REQUIRED WORK:
a) In the blog post, why does the writer say that pushing everyone out feels very foreign?
b) Could you reproduce the blog post, starting at "I haven't heard" and ending at "Keep moving."?

Friday, July 30, 2010

Move Along

"And all ya gotta keep is strong...
And even when your hope is gone,
Move along, move along
Just to make it through."
--"Move Along," The All American Rejects

I haven't heard that song in a long time. I used to listen to it a lot when I was in middle school, screaming out the words with my friends on band trips, dancing to it at my grandma's house after school. So when it came on the radio today, it was a blast from the past that instantly brought a smile to my face, and a stronger message that I see clearly now:

Keep moving.

Emotionally, I'm a bit of a "runner." My friends see it when I take to odd periods of solitude, my ex-boyfriend did when things would get especially tricky and I'd just shut down and try to pretend as if nothing was wrong. Even my confessor becomes a victim of it now and then. Sometimes, I avoid him like the plague. Not that any of that has ever done me any good ... sooner or later, my loner ways get the best of me and I end up breaking down. I thrive and am happiest when I surround myself with people that can share the journey with me. So when I push everyone out, it's very foreign.

Between my cat, my grandmother, recent bad luck on the road learning to drive, an issue at work and a particularly painful visit from "Aunt Flo" complete with hot flashes, I've had the week from hell. The other day, I burst into tears at nearly midnight, curled up on the couch while I poured out nearly a year's worth of troubles to my mother.

I am always quick to deny it, but I always end up admitting with sheepishness and humor that she really does know best.

DATA SHOWN:
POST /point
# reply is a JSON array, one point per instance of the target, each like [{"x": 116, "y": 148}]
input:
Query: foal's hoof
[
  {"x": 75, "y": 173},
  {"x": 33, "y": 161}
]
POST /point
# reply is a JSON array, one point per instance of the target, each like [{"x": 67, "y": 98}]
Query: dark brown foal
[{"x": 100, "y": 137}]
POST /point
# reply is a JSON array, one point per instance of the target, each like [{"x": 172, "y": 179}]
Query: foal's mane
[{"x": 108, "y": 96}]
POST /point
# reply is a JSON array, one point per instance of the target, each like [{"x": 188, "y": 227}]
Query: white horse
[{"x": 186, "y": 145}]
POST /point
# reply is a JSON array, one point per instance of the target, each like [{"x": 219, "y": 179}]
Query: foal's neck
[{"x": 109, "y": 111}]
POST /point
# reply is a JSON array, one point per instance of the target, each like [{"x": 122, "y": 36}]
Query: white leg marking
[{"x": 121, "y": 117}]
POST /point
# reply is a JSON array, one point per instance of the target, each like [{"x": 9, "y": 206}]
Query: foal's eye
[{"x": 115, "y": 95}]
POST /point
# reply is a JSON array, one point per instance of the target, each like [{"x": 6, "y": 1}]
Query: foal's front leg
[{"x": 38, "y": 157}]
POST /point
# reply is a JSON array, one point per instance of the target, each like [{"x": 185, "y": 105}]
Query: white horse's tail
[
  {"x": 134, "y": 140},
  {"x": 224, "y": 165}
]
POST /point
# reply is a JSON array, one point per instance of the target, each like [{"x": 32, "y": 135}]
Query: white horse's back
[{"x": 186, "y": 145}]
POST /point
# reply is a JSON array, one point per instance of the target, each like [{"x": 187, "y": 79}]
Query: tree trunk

FULL SOLUTIONS:
a) The writer thrives and is happiest when surrounded by people who can share the journey. Shutting everyone out goes against that.

b)
I haven't heard that song in a long time. I used to listen to it a lot when I was in middle school, screaming out the words with my friends on band trips, dancing to it at my grandma's house after school. So when it came on the radio today, it was a blast from the past that instantly brought a smile to my face, and a stronger message that I see clearly now:

Keep moving.